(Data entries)
--- --- ---

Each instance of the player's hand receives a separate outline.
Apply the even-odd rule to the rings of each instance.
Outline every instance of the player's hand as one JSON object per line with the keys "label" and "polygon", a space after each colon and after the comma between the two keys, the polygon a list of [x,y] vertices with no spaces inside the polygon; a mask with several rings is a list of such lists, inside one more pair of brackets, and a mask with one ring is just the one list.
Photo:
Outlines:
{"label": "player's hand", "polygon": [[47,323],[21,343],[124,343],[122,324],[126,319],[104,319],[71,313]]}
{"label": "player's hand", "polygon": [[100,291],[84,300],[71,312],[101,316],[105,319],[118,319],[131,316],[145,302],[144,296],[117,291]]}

--- --- ---

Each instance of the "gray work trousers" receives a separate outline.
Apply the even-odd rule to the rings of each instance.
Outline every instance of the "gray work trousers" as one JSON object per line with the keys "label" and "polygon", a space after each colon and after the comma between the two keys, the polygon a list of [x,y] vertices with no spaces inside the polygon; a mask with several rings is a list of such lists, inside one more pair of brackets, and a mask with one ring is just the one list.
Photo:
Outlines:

--- --- ---

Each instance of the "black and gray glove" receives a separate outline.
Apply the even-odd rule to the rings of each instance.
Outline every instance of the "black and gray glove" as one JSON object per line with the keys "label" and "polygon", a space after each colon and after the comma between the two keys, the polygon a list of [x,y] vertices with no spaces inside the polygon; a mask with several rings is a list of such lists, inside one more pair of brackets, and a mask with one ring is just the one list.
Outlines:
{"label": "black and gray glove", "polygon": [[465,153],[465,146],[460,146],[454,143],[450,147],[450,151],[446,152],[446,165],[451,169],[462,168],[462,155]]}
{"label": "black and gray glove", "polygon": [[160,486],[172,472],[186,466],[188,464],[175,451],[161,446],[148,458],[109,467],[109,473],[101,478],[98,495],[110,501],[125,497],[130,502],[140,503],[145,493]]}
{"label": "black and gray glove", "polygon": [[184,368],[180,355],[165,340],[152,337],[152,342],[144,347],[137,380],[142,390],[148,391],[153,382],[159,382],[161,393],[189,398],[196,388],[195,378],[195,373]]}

--- --- ---

§ Exercise details
Show every line in the entries above that contains the string "pair". Case counts.

§ Result below
Outline every instance of the player's hand as one JSON object per line with the keys "label" and "polygon", a space after each colon and after the comma between the two keys, the polygon a list of [x,y] vertices with no spaces inside the polygon; a mask with several rings is a list of such lists, inside one more pair of brackets, and a mask with one ring is just the one list.
Outline every instance of the "gray work trousers" as one JSON object per line with the keys "label" and "polygon", a space after each colon and after the comma between the two keys, the polygon a list of [x,y] vertices with no spaces inside the polygon; a mask with several rings is a list of such lists, inside one more pair of brackets, and a mask with one ring is just the one list.
Outline every instance of the "black and gray glove" as one JSON object per line with the keys "label" and "polygon", a space after each colon and after the comma between the two keys, the polygon a list of [x,y] vertices with no spaces inside the polygon; a mask with several rings is a list of such lists, inside one more pair of brackets, and a mask with one ring is just the one list.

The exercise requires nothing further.